## 本文:
元祖4DX的アイデアを映画に取り込み、インタラクティブ性を追求したウィリアムキャッスル監督。中でも最も人気と名高い、そして50年も前に4DXを体験した観客から大好評だったのが『ティングラー』だ。

ウィリアムキャッスルは50〜60年代に低予算のホラーを撮りまくり活躍した監督の一人で、ロジャーコーマン的な他愛もない作品だったりするのだが、彼の特徴は映画体験そのものを参加型応援上映として極めたことだった。
『13ゴースト』という映画では観客に、上下で赤青に分かれたメガネを配布しておき、片方のフィルターから除けば幽霊を観れる、ひと読んでイリュージョンオーというギミックが施された。
また、『ミスターサルドニクス』では悪役をどう懲らしめるか観客に投票を始めるパニッシュメントポールなんかがあったり、『地獄へつゞく部屋』では画面からガイコツが飛び出して、模型のガイコツが上部を彷徨うというアイデアで観客を喜ばせたという。

かくして、ギミックの帝王と称されるほど彼の試みは話題を呼び、ジョーダンテから『ロッキーホラーショー』に至るまでエポックメーキングな影響を与えた。

さて本作ではパーセプトヴィジョンという聴き慣れないギミックを映画館に用意した。数年前にカナザワ映画祭でこれが再現されたようで行きたかったー。
のだが、自宅で鑑賞しても『ロッキーホラーショー』同様とてつもなく感動した。

ウィリアムキャッスル映画には監督御本人が冒頭スクリーンに現れ、世にも奇妙な物語のタモリさながら枕を語るのがお決まりとなっている。「皆さんにご忠告を、本作では奇妙でビリビリする感覚に襲われるでしょう。忘れないでくださいその時は全力で叫び声を上げるのです」
ティングラーとは、人体にもともと潜む寄生虫であり、恐怖感情をエサに成長するが叫び声で弱まる未確認生物なため、科学もその領域には達してないという。

## 問題 1:
本文によると、『ティングラー』でウィリアムキャッスルが映画館に用意したギミックは何という名前か。

## 元データ:
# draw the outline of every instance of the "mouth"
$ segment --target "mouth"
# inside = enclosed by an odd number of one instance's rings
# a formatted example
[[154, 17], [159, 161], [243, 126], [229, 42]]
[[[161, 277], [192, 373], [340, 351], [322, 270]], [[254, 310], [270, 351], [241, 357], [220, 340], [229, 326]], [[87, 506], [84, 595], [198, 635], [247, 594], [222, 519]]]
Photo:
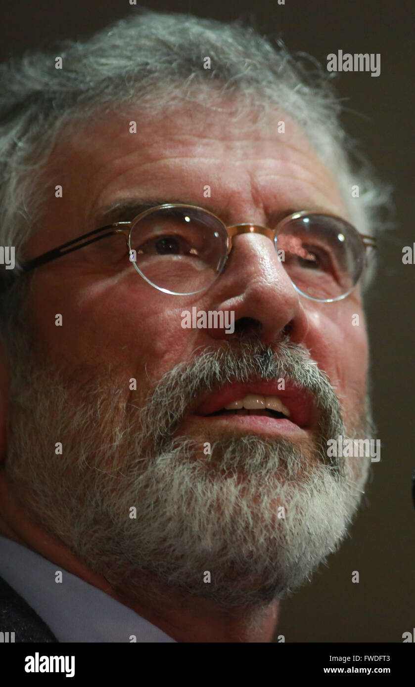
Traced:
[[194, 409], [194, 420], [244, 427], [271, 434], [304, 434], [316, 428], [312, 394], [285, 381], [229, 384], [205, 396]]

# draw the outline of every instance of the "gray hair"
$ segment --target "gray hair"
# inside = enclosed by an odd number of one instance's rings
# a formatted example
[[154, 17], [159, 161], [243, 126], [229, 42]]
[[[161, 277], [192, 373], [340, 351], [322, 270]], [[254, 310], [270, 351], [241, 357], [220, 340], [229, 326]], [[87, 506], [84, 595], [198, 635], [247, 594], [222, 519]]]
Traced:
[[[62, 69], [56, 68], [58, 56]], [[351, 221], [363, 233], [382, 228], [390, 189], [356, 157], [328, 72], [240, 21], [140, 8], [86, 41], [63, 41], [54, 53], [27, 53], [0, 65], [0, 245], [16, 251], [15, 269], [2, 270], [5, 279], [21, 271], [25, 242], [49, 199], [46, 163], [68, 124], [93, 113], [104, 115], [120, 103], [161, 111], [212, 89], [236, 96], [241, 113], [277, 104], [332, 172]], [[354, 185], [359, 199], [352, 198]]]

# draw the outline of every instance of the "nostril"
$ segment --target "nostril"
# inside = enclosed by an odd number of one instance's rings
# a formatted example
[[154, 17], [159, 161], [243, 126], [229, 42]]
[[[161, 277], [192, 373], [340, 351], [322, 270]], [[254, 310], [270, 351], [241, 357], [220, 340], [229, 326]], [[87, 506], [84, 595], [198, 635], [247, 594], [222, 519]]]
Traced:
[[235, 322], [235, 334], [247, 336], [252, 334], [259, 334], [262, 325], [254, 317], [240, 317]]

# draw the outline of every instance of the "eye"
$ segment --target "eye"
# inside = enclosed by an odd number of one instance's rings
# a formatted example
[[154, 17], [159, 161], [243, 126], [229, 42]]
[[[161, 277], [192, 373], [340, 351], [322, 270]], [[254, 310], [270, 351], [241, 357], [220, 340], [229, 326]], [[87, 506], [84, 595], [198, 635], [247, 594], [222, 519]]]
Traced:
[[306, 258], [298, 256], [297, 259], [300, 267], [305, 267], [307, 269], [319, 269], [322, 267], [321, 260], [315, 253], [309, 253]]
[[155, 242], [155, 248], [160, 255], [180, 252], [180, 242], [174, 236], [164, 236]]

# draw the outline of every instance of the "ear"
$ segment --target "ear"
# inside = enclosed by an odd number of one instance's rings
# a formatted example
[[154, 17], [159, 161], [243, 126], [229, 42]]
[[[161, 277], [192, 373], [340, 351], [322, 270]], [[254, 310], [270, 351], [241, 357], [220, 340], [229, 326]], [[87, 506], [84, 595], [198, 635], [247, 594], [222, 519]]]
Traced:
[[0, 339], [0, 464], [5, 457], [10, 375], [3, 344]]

==

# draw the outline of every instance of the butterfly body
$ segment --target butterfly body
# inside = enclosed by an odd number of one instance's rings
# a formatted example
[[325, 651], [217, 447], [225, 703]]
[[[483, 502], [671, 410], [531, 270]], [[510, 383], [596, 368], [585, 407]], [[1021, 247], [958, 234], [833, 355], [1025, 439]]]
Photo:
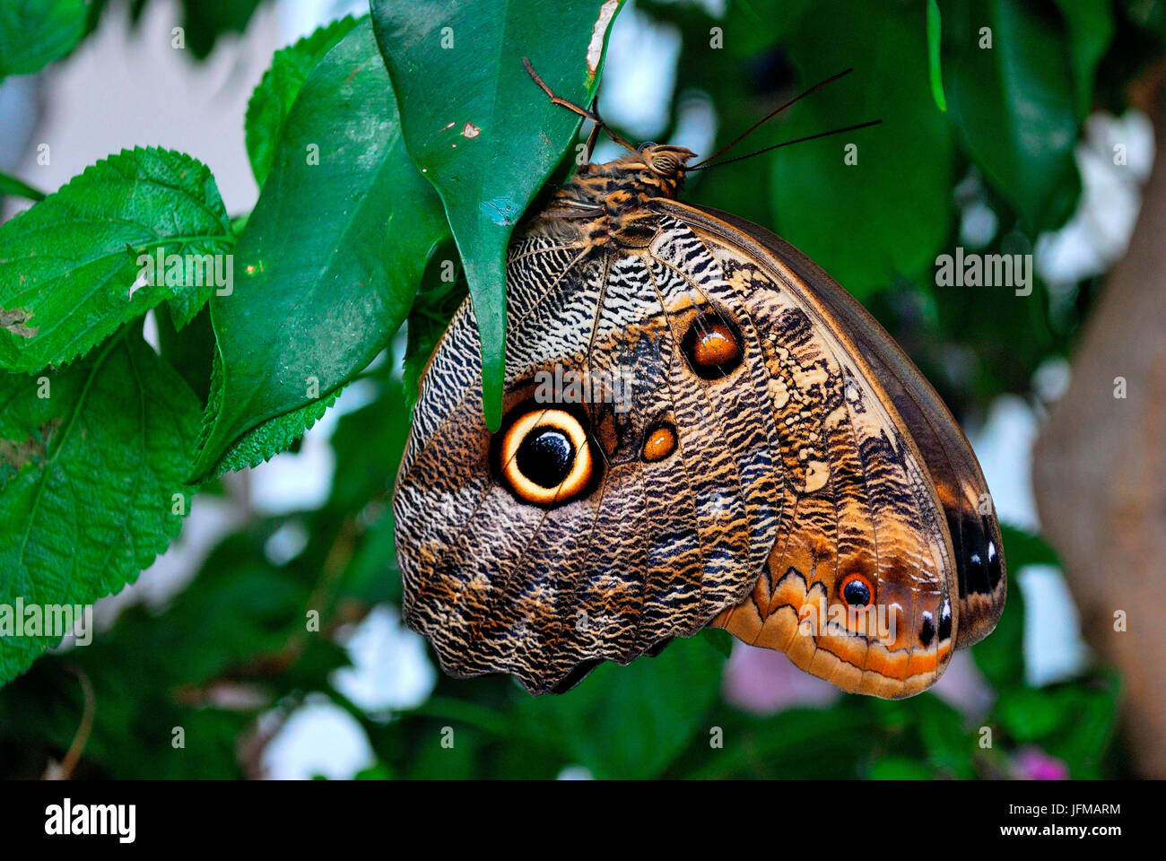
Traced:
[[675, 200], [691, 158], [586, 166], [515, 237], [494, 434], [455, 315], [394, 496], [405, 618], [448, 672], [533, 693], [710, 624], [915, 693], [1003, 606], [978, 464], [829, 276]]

## 問題 2:
リストから、文字列"gray"を含む行をすべて抜き出しなさい。大文字と小文字は区別すること。

## 解答 1:
パーセプトヴィジョン

## 解答 2:
# draw the outline of every instance of the "gray hair"
$ segment --target "gray hair"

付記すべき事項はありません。